- **Work to be completed**: Produce a character-for-character copy of the data below.

*** Begin section ***

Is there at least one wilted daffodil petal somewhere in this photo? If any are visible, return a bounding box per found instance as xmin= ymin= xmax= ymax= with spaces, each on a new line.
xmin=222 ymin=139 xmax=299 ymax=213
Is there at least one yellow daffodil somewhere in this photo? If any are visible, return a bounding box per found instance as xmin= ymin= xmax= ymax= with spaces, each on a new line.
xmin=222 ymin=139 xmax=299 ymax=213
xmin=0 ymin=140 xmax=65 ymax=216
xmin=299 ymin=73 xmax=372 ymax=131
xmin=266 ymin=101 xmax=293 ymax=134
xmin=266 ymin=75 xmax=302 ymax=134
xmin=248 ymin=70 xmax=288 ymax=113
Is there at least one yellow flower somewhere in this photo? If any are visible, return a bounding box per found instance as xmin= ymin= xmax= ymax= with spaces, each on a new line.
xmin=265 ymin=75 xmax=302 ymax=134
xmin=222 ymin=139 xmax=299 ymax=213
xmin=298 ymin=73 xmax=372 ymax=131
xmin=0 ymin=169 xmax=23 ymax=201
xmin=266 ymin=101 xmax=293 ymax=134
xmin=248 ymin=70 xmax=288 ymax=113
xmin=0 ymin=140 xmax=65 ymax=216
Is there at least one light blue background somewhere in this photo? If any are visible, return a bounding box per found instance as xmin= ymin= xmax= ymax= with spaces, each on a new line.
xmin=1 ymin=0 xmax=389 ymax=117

*** End section ***

- **Output for this exercise**:
Is there at least one wilted daffodil petal somewhere in this photo? If any are visible, return a bounding box per found instance as xmin= ymin= xmax= ymax= with spaces, each on a new line.
xmin=222 ymin=139 xmax=299 ymax=213
Is there at least one yellow daffodil somewhere in this photo? If any are visible, return a bounding box per found instance as xmin= ymin= xmax= ymax= with spaces, each on a new line.
xmin=222 ymin=139 xmax=299 ymax=213
xmin=0 ymin=140 xmax=65 ymax=216
xmin=299 ymin=73 xmax=372 ymax=131
xmin=266 ymin=101 xmax=293 ymax=134
xmin=266 ymin=75 xmax=302 ymax=134
xmin=248 ymin=70 xmax=288 ymax=113
Is there at least one yellow flower somewhere in this photo? If any are visible, return a bounding box per found instance as xmin= ymin= xmax= ymax= with spaces, each on a new line.
xmin=265 ymin=75 xmax=302 ymax=134
xmin=222 ymin=139 xmax=299 ymax=213
xmin=298 ymin=73 xmax=372 ymax=131
xmin=0 ymin=169 xmax=23 ymax=201
xmin=266 ymin=101 xmax=293 ymax=134
xmin=248 ymin=70 xmax=288 ymax=113
xmin=0 ymin=140 xmax=65 ymax=216
Is there at least one light blue background somewhere in this photo? If any are visible, return a bounding box per found instance as xmin= ymin= xmax= ymax= with spaces, each on a new line.
xmin=1 ymin=0 xmax=389 ymax=117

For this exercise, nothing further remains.